On October 27, 2016, the Reporting Person sent a letter (the “Letter”) to the Chairperson of the Special Committee of the Board of Directors of Oracle Corporation (“Oracle”) reiterating its decision not to participate in the tender offer by Oracle and certain of its affiliates for the Common Stock in view of its offer price of $109 per share. As set forth in the Letter, the Reporting Person believes that such price significantly undervalues the Issuer. The Reporting Person proposed in the Letter that Oracle raise its offer price to $133 per share, and indicated that if Oracle did so the Reporting Person would support the transaction and tender its shares.

 

This summary of the Letter does not purport to be complete and is subject to, and qualified in its entirety by, the full text of the Letter, which is filed as Exhibit 1 hereto and is incorporated by reference herein.

 

Representatives of the Reporting Person have previously engaged, and may in the future additionally engage, in discussions with members of the Issuer’s management and board and may engage in discussions with Oracle’s management or board, other stockholders and affiliates of any of the foregoing, and other interested persons regarding, among other things, Oracle’s proposed acquisition of the Issuer (including the tender offer), as well as the Issuer’s business, prospects, and strategies to enhance stockholder value.
######
In the filing excerpt about Oracle's tender offer, what price per share did the Reporting Person propose that Oracle raise its offer to?

* [Recorded data]
######
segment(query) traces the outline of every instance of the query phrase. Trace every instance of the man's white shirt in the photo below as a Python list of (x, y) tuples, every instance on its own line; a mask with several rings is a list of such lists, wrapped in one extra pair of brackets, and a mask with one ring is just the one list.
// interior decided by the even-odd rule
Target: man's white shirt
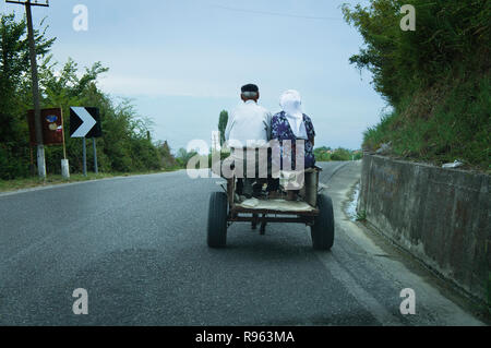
######
* [Output below] $133 per share.